Objective: Pick out every line of the records below that contains the word "number", and copy each of those lines.

--- begin ---

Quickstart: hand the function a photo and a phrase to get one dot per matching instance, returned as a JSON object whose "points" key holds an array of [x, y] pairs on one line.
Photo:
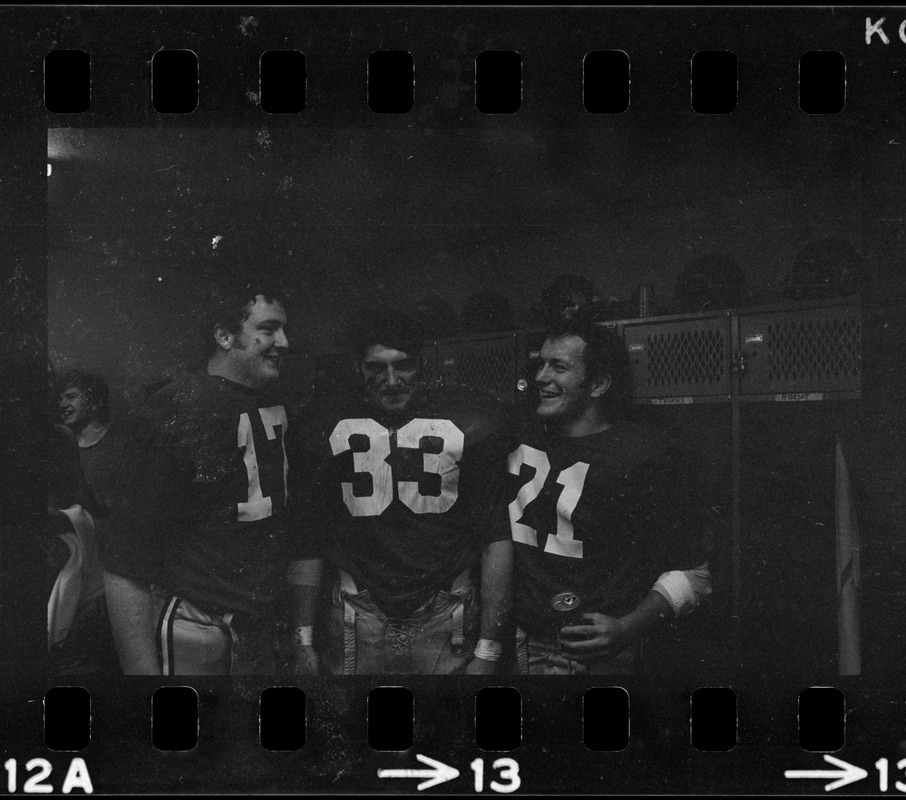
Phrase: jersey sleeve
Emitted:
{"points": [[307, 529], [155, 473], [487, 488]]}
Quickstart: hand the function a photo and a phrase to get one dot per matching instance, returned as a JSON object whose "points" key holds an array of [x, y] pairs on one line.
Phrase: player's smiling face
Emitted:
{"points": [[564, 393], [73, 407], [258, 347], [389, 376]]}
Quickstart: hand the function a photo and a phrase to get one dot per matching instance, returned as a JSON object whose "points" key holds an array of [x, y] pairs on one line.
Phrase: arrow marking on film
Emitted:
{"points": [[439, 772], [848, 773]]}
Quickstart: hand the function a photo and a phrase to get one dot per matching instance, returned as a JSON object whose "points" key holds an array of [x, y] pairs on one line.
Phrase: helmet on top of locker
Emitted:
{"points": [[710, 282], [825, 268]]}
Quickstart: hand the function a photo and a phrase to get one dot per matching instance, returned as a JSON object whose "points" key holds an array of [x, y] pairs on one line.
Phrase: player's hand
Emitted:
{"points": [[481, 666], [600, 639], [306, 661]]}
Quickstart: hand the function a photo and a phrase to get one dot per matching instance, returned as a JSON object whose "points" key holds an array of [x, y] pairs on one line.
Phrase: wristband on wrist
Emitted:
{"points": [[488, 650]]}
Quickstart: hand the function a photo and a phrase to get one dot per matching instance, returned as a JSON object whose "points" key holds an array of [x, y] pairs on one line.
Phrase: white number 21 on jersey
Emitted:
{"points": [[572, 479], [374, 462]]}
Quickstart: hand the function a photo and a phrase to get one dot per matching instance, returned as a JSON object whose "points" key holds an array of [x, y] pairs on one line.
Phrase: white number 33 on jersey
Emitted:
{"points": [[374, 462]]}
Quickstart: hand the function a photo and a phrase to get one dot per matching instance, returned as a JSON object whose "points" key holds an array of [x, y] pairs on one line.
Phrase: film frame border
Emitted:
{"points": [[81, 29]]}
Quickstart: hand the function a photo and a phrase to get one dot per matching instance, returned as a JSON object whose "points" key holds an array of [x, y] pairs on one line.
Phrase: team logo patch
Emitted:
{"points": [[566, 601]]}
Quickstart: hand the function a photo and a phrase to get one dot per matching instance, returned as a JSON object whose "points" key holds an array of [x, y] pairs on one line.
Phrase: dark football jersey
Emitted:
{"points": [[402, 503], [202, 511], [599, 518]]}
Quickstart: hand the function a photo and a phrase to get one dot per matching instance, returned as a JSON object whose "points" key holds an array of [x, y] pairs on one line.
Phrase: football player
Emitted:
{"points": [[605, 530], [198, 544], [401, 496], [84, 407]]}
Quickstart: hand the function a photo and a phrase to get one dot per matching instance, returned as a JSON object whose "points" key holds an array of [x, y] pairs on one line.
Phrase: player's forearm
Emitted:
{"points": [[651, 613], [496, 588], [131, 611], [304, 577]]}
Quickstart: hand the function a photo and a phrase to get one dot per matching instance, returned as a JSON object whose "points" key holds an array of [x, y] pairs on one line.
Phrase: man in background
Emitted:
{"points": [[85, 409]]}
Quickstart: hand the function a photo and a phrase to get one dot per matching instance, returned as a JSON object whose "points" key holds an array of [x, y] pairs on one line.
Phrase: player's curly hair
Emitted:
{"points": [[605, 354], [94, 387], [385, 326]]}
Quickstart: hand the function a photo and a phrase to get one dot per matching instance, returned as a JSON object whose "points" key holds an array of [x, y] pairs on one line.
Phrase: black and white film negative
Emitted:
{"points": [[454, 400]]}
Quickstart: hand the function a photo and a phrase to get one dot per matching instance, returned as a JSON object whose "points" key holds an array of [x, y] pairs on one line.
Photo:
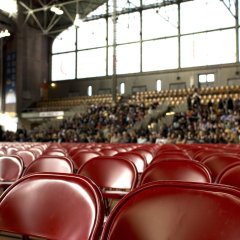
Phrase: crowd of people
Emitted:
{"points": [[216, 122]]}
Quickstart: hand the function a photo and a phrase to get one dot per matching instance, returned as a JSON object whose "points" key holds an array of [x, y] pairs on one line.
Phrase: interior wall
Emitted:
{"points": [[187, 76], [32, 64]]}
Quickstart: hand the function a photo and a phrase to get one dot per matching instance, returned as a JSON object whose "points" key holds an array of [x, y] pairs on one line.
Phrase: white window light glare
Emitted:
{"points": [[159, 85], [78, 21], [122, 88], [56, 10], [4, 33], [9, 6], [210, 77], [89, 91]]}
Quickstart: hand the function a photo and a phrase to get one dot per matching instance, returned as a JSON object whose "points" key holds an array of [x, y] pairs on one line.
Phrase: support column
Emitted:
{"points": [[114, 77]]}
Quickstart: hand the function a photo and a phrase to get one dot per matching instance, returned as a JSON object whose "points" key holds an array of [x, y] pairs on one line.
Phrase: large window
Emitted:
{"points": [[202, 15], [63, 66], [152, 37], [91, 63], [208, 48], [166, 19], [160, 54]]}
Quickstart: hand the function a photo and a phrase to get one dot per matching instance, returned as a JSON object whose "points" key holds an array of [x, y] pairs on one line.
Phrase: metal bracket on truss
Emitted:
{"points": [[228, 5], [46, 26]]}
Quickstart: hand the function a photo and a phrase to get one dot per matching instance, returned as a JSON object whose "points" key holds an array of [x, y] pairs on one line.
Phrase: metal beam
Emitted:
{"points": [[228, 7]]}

--- end ---

Response for this exercise:
Phrase: white number 21 on jersey
Phrase: white number 33 on jersey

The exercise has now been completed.